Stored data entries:
────────────────────

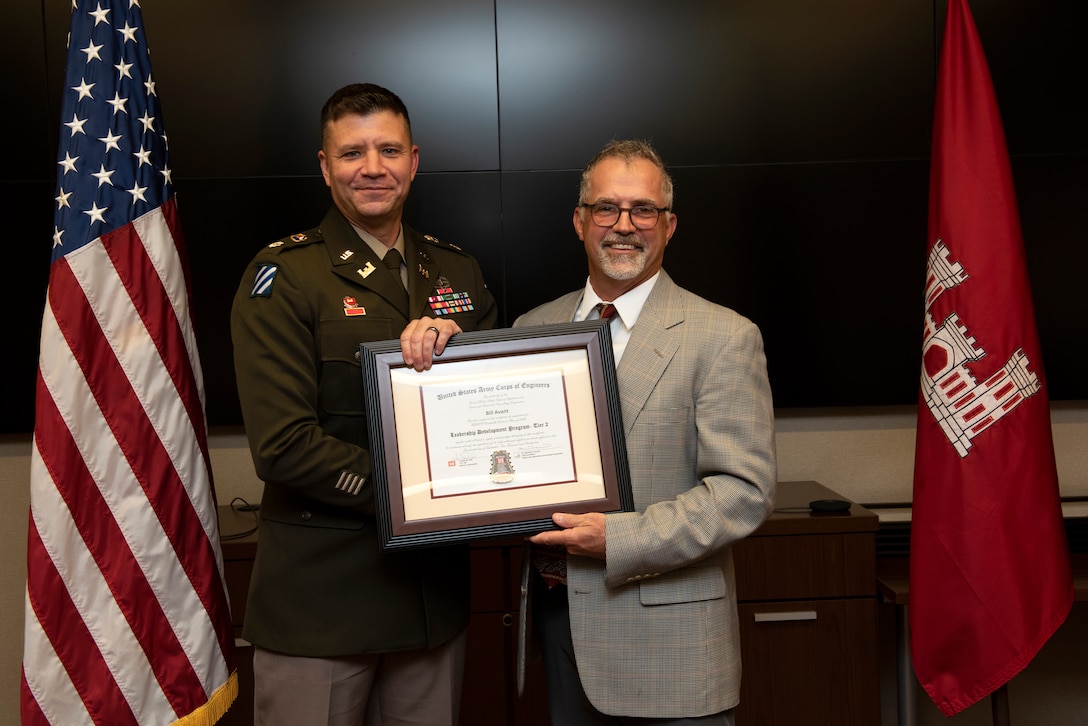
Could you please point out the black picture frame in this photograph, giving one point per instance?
(531, 378)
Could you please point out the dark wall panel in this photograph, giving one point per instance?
(243, 82)
(798, 132)
(752, 82)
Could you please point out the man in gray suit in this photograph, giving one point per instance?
(643, 627)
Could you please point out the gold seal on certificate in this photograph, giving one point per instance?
(502, 470)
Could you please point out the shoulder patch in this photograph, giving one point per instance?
(263, 280)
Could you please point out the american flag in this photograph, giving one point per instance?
(126, 616)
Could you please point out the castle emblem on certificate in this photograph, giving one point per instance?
(477, 428)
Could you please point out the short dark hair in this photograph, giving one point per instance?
(363, 99)
(629, 150)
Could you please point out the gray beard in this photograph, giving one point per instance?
(620, 269)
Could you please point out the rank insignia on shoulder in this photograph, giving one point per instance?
(440, 243)
(349, 482)
(446, 302)
(351, 308)
(263, 280)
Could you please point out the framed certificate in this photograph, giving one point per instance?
(506, 428)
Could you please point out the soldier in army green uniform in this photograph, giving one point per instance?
(340, 627)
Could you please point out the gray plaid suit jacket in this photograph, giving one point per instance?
(654, 625)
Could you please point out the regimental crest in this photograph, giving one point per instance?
(962, 406)
(502, 468)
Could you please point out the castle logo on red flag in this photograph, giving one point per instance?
(990, 579)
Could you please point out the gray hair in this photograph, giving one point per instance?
(629, 150)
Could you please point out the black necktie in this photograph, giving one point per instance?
(392, 261)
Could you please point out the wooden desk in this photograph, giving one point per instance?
(806, 591)
(237, 533)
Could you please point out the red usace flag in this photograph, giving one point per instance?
(990, 577)
(126, 615)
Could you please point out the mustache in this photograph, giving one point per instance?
(616, 237)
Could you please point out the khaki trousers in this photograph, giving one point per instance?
(407, 688)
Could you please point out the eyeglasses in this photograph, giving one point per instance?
(643, 217)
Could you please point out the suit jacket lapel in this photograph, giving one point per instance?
(651, 348)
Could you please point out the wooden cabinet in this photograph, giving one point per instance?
(806, 591)
(491, 685)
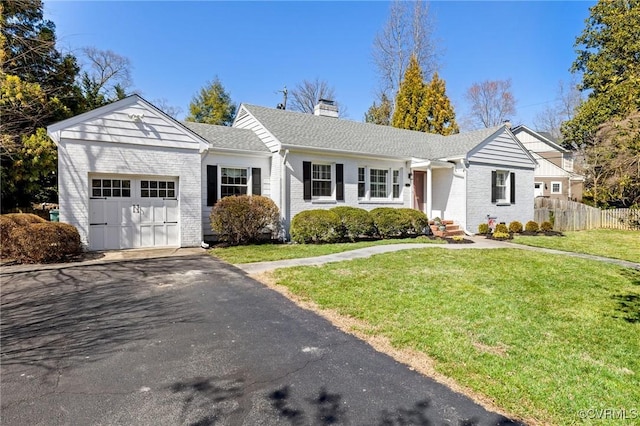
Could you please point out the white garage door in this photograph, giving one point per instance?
(133, 212)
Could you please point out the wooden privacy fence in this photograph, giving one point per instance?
(572, 216)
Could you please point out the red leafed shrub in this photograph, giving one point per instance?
(46, 242)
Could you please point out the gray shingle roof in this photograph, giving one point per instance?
(294, 129)
(227, 137)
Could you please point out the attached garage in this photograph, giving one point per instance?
(130, 177)
(133, 212)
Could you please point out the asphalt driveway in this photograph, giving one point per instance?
(191, 340)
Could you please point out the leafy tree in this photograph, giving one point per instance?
(379, 114)
(106, 79)
(305, 96)
(212, 105)
(609, 60)
(491, 102)
(411, 110)
(408, 32)
(441, 118)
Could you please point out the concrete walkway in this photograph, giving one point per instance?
(479, 243)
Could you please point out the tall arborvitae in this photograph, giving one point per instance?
(410, 110)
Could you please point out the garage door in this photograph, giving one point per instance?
(133, 212)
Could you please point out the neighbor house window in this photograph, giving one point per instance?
(157, 189)
(503, 187)
(110, 188)
(362, 184)
(233, 181)
(378, 183)
(321, 180)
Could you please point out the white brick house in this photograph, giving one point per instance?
(131, 176)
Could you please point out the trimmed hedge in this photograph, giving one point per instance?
(315, 226)
(245, 218)
(531, 226)
(355, 222)
(8, 224)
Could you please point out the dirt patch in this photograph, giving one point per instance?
(415, 360)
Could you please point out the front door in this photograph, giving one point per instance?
(419, 179)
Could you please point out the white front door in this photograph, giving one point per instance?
(538, 190)
(133, 212)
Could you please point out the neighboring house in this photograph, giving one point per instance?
(555, 177)
(131, 176)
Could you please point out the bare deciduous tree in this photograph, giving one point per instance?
(408, 31)
(568, 99)
(305, 96)
(491, 102)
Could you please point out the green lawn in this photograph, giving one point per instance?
(543, 336)
(269, 252)
(613, 243)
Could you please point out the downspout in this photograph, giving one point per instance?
(283, 191)
(462, 174)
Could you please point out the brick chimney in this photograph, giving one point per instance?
(326, 108)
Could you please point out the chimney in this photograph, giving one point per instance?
(326, 108)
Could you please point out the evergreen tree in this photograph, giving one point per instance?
(410, 110)
(212, 105)
(441, 118)
(379, 114)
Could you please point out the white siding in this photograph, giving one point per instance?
(78, 158)
(152, 129)
(502, 150)
(479, 203)
(229, 160)
(294, 181)
(246, 121)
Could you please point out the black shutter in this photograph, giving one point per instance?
(339, 182)
(212, 185)
(513, 188)
(306, 179)
(494, 188)
(256, 181)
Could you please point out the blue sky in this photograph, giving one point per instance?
(256, 48)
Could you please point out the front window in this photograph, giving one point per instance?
(501, 185)
(321, 180)
(233, 181)
(378, 183)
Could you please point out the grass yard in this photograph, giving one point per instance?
(542, 336)
(269, 252)
(614, 243)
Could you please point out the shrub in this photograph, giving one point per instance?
(355, 222)
(390, 222)
(483, 228)
(515, 227)
(531, 226)
(315, 226)
(245, 218)
(501, 228)
(501, 235)
(418, 220)
(8, 224)
(546, 226)
(46, 242)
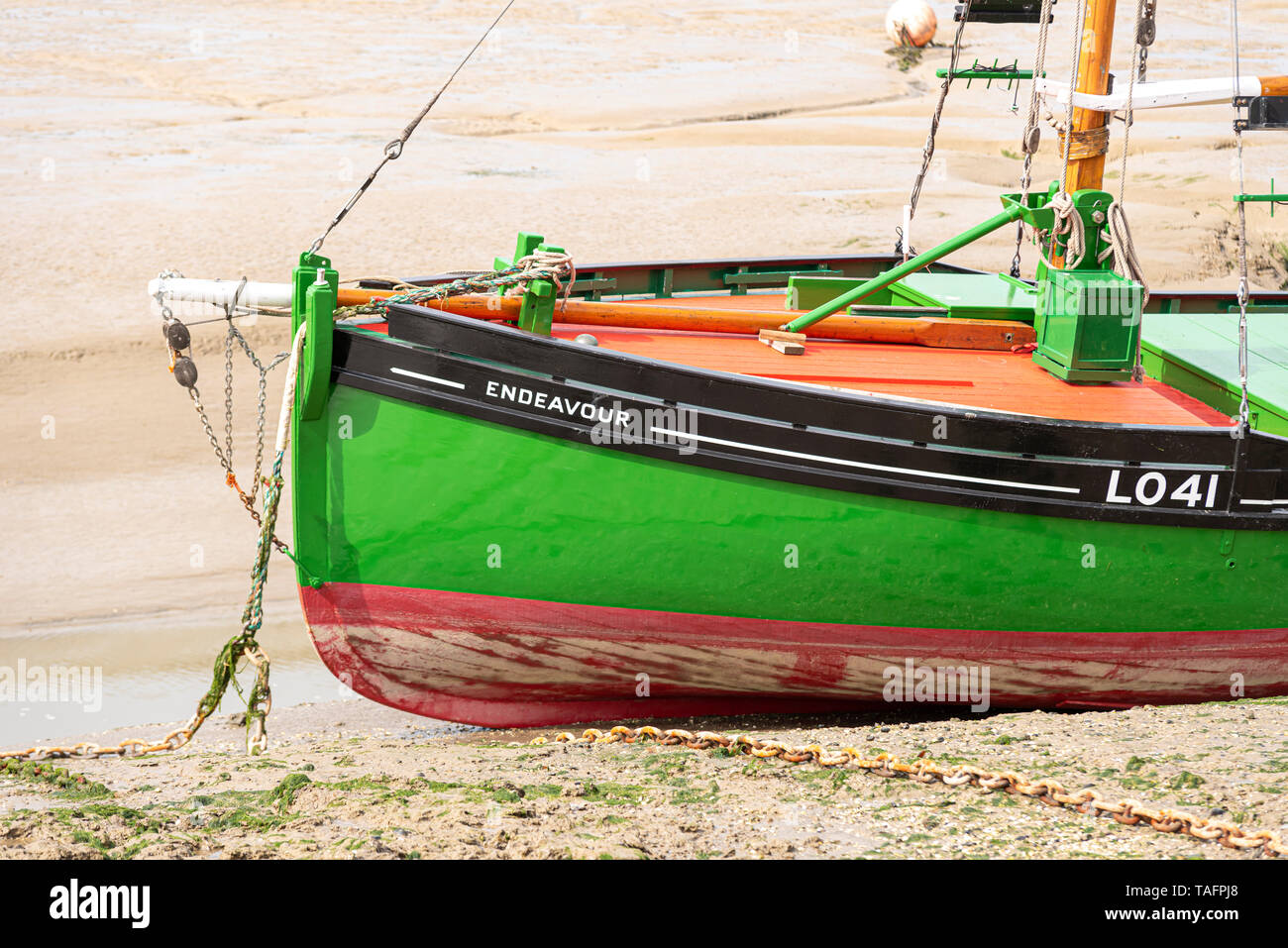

────────────────────

Gather every line of the records above that contains the string "chimney", matching case exactly.

-- EXERCISE SOLUTION --
Could you please point out the brick chimney in this photograph, giving one point per instance?
Could you please point out the chimney in this photograph, giving one point per instance?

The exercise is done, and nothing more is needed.